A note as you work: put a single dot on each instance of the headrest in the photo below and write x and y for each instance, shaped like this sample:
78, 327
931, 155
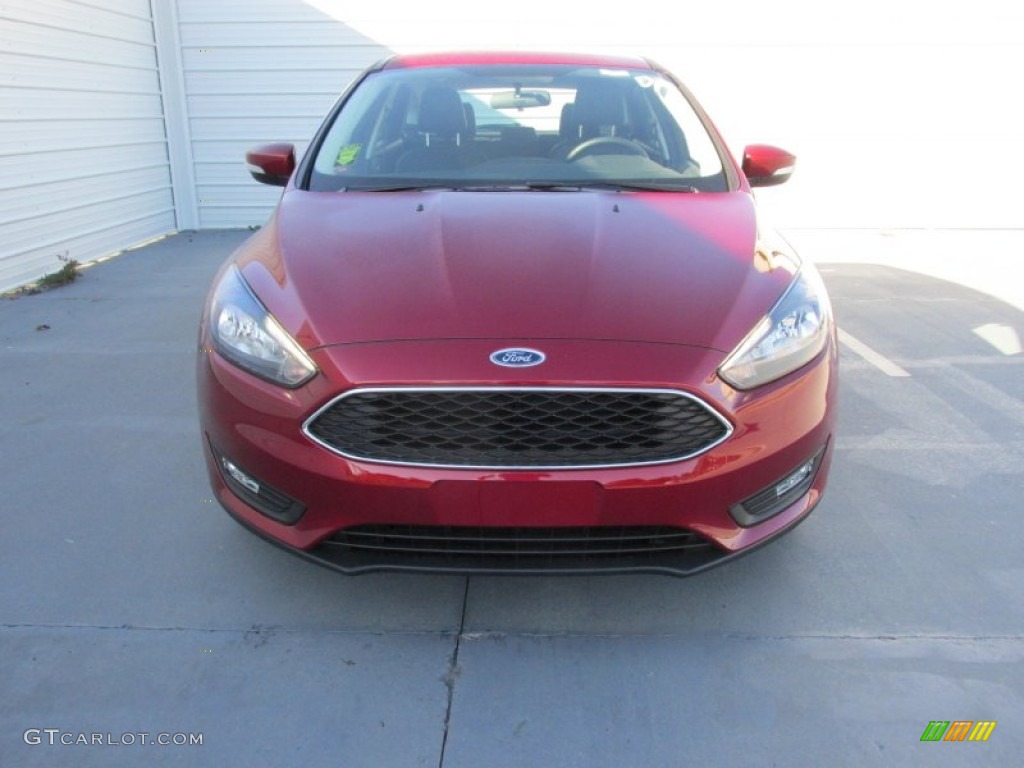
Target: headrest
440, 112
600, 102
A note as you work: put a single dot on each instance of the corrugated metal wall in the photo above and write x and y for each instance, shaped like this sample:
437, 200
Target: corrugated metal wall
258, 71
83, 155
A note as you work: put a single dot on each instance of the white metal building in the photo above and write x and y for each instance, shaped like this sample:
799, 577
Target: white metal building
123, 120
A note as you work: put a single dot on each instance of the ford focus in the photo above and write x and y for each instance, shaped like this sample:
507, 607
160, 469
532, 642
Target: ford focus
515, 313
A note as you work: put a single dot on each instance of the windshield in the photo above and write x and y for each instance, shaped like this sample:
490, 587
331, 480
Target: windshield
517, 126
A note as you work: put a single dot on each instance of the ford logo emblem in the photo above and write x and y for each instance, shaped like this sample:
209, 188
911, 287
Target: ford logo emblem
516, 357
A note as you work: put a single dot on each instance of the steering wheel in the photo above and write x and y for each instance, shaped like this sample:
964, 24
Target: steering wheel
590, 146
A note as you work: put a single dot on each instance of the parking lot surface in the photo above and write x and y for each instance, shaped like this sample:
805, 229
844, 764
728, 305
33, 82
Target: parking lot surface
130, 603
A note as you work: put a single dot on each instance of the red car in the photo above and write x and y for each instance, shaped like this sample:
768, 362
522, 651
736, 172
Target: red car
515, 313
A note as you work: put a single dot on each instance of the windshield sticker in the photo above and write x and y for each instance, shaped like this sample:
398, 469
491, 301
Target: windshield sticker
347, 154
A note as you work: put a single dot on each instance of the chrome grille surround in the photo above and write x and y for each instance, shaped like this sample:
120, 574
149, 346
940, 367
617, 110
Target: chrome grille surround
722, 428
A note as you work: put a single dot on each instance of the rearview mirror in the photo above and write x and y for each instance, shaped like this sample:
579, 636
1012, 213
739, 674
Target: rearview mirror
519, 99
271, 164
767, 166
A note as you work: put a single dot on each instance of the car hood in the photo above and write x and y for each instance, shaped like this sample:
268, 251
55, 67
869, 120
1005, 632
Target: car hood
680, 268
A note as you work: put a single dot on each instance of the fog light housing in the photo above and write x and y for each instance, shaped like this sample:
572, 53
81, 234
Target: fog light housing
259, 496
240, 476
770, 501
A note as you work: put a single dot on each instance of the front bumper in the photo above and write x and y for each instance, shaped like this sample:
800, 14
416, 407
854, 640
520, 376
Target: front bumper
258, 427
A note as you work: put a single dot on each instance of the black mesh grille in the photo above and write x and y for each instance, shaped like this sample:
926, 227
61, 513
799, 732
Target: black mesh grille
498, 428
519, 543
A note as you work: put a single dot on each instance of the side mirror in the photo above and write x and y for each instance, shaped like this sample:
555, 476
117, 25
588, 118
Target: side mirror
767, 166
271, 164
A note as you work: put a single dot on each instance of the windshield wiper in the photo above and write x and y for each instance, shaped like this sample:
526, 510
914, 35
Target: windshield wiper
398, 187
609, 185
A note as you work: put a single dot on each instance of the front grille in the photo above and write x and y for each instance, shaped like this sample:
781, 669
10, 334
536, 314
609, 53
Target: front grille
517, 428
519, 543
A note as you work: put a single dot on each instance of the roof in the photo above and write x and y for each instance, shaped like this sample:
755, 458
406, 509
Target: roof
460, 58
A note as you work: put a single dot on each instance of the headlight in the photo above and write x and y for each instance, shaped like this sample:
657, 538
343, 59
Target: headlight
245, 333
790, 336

:::

• Your objective: When you copy the entries above, reproduce each line exactly and leave out any pictures.

• Final answer:
A note as you work: put a single dot on each instance of the headrest in the photo below and write x and y for each instance, shaped like this sample:
78, 327
931, 155
Target: headrest
440, 112
600, 102
A note as you work: put a single dot on each instance of the corrugated metal wall in the photo above and write x and y for each instance, shaped like this sample:
437, 200
Target: corrugated metal wall
258, 71
83, 155
A note as you work: put a single dot on each instance of the white metal building in the photo above and write x and y for each instance, shaped like this sample:
799, 577
Target: white metal building
123, 120
A note as you work: put a single dot on each instance of the ford focus in the photo above and write x and y for each instance, shaped like this sample:
507, 607
160, 469
532, 642
Target: ford focus
515, 313
A note as you work: put a single dot on each instance of the windshield in the photo above and write x and y for each instance, shaped like this sample:
490, 587
331, 480
Target: windshield
517, 126
A note as you work: put a single dot on each instance of the ford logo emblem in the photo above and write x and y for each instance, shaped like this sample:
209, 188
911, 287
Target: ford logo emblem
516, 357
A note as you work: put a single dot on each instance of the steering wheel in the photo above and write x and y for each instance, shaped like this sample:
964, 24
Target: steering wheel
590, 146
A note as you work: put a single dot on each instance of the parking lot surface in the photo above and write x and y for each instance, shaped like this sample:
805, 229
844, 764
728, 305
33, 82
Target: parking lot surface
130, 603
A note as you work: put a single dot on each instance of the red car in the photo above and write x and y for each instance, shaped like this sample:
768, 362
522, 651
736, 172
Target: red car
515, 313
A note as you work: put a single dot on each instance of the windshield sticker in the photo above and write x and y for each instance, shaped like this sample:
398, 469
491, 301
Target: windshield sticker
347, 154
A note as you work: put a single dot on each instance of the chrome grille surround in the photo above and write x and y for each instance, shaped like this sample:
120, 574
149, 346
940, 367
617, 110
Target: chrome grille surround
722, 428
A note as you work: put a single dot on each instance of the rearview mirror in the photo above and write x and y for each instance, shaped like this sample:
579, 636
1012, 213
739, 674
Target: rearview mirror
519, 99
271, 164
767, 166
A note as you work: put a single dot on each instance of the car hood in the photo above and write x and y for each instance, shaped like this sample:
268, 251
55, 67
869, 120
1005, 632
Target: car hood
680, 268
A note as you work: put a single dot on each instance of the fog light housing in the photo above and write x and y for each instance, shaped like this sample:
572, 53
81, 234
Target: fog light housing
259, 496
240, 476
770, 501
A note as you work: put a single dot on each instance of the front bumper in the photo above and write x and y for each instance, shaped like this sample:
800, 14
416, 407
854, 640
520, 376
Target: front bumper
258, 427
A note as you work: put a single dot on each instance of the black mesh grille in the photo above and write x and y for each instance, shaped like this sample:
926, 227
61, 513
799, 732
Target: black mesh grille
498, 428
519, 543
A note as you work: put a single dot on each instance of the side mirror in the photo above and write x and y for each instance, shaped like this sample:
555, 476
117, 25
588, 118
Target: side mirror
767, 166
271, 164
A note as you work: put a single dot on each instance of the windshield wiper in the photo above and write x and y for each instance, shaped like this sample:
526, 510
914, 35
Target: windshield wiper
398, 187
609, 185
A note as you work: put a single dot on each instance of the front grille in the photo above and write x and y for each instance, shaped like this sample:
781, 669
10, 334
536, 314
609, 53
Target: front grille
517, 428
519, 543
A note as you work: put a single dot on each instance of the roof in the photo above and write x and y for each instance, shaped like this sample:
755, 458
406, 509
Target: roof
460, 58
A note as you work: put a single dot on each instance of the headlight in the photo above and write x and y for each instance, shaped like this sample:
657, 538
343, 59
Target: headlight
245, 333
790, 336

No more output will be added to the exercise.